(Position annotation records)
○ ○ ○ ○ ○ ○ ○
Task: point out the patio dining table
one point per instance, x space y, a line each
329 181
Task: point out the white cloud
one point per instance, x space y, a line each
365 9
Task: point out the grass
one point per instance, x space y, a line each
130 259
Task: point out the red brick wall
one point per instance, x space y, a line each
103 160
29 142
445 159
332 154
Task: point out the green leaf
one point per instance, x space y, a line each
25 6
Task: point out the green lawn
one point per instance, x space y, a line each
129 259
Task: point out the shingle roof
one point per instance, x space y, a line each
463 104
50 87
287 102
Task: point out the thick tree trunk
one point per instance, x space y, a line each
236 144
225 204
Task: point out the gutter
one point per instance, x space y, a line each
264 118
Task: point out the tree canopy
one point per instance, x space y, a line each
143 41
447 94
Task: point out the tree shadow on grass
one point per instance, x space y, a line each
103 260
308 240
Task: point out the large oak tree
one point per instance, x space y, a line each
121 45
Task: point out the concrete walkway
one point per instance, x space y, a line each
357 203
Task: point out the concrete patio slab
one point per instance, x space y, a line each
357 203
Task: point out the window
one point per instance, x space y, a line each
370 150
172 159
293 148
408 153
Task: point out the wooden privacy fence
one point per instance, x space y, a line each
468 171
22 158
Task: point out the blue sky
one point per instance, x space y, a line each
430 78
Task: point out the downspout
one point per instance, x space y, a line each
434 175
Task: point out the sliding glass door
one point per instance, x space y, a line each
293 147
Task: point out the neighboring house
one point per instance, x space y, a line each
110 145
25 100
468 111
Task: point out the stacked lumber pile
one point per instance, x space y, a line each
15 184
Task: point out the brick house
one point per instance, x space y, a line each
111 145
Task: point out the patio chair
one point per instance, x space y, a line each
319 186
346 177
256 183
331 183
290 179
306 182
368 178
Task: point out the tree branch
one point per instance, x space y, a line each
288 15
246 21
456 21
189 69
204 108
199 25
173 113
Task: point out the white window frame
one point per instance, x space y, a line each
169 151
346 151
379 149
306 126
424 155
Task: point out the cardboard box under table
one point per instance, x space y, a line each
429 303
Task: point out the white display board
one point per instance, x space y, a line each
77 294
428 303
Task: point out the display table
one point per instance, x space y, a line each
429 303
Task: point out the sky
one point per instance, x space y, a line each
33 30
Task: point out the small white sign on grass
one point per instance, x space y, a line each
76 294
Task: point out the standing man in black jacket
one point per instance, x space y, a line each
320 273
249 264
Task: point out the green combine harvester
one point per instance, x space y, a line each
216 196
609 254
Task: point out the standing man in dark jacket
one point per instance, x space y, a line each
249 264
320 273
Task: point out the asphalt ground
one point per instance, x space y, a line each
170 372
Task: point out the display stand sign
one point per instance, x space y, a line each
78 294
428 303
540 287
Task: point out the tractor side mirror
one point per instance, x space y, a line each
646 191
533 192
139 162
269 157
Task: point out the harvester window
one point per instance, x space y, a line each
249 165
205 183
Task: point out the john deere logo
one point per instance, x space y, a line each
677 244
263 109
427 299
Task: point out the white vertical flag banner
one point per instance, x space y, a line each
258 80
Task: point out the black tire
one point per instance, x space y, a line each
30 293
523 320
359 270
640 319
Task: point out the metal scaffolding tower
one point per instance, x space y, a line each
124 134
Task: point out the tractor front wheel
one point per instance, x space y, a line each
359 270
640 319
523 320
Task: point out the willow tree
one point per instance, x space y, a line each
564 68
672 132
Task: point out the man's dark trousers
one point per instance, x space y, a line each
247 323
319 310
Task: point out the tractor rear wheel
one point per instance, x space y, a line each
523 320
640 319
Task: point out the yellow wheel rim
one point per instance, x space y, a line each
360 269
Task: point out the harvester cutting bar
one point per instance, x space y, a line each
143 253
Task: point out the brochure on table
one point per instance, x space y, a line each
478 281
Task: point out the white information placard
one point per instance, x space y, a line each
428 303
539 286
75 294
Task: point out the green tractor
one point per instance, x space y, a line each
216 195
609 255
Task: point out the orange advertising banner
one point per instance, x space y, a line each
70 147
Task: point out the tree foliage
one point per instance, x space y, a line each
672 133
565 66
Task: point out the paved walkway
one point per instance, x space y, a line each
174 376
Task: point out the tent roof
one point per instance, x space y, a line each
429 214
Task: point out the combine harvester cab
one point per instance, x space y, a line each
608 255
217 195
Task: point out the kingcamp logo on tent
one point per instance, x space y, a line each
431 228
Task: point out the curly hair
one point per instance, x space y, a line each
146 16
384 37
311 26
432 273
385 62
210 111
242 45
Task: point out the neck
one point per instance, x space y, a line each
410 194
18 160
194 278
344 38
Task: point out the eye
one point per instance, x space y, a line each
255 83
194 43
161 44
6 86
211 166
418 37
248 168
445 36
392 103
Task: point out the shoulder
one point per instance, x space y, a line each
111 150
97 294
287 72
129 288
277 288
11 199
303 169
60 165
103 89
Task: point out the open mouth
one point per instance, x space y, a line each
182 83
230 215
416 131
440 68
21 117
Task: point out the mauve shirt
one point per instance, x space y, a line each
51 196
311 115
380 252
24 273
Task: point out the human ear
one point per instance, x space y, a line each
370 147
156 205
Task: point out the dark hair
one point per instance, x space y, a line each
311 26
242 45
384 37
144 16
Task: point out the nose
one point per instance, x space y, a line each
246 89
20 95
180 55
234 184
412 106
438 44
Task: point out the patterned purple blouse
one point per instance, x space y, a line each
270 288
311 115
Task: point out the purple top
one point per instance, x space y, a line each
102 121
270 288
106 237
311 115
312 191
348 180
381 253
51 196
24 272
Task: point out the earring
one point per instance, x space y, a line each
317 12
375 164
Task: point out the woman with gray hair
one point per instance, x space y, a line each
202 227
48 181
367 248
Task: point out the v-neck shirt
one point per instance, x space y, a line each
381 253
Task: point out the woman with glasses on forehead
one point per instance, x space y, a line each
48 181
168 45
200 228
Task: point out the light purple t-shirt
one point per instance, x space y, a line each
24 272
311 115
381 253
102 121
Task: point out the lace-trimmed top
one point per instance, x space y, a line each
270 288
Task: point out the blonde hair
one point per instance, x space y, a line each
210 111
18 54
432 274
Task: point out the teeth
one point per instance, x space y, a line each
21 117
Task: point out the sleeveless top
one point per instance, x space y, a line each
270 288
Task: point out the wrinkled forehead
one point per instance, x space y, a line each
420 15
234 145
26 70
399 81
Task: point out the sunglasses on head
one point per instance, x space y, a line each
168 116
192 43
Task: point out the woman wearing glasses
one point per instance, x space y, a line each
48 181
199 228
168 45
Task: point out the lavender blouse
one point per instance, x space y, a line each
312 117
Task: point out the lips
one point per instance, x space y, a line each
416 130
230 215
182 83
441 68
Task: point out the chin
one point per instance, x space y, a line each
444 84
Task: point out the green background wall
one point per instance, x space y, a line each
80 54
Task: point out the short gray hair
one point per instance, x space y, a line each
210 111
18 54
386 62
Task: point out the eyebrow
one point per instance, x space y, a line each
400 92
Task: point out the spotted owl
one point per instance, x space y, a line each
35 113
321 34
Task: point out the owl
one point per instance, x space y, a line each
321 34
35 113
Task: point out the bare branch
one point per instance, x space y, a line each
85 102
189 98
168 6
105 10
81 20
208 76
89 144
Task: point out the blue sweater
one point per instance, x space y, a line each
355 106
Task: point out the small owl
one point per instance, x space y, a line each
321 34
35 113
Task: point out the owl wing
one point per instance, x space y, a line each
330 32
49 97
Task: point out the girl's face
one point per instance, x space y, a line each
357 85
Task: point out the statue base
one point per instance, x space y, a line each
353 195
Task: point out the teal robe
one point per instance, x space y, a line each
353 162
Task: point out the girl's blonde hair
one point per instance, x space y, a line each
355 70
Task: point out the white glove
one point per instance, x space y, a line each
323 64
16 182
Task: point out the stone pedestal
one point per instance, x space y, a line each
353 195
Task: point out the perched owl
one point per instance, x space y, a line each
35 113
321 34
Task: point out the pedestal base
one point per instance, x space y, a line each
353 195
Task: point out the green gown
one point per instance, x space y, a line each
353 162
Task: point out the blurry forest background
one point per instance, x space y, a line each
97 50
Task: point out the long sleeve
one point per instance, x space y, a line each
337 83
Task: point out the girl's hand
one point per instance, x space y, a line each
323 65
○ ○ ○ ○ ○ ○ ○
Each line from the one containing "Task: point out the white glove" to the final line of the entries above must be returned exactly, and no other line may appear.

Task: point out the white glove
one point per instance, x space y, a line each
323 64
16 182
Task: point out the stone pedestal
one point per instance, x space y, a line each
353 195
Task: point out the perched owl
one point per instance, x space y, a line each
35 113
321 34
Task: point out the pedestal base
one point per instance, x space y, a line each
353 195
Task: point out the green gown
one point per instance, x space y, a line each
353 162
Task: point out the blurry forest background
one point per instance, x space y, a line each
97 50
Task: point out the long sleeve
one point per instance, x space y, a line each
337 83
Task: point out the girl's hand
one point per instance, x space y, a line each
323 65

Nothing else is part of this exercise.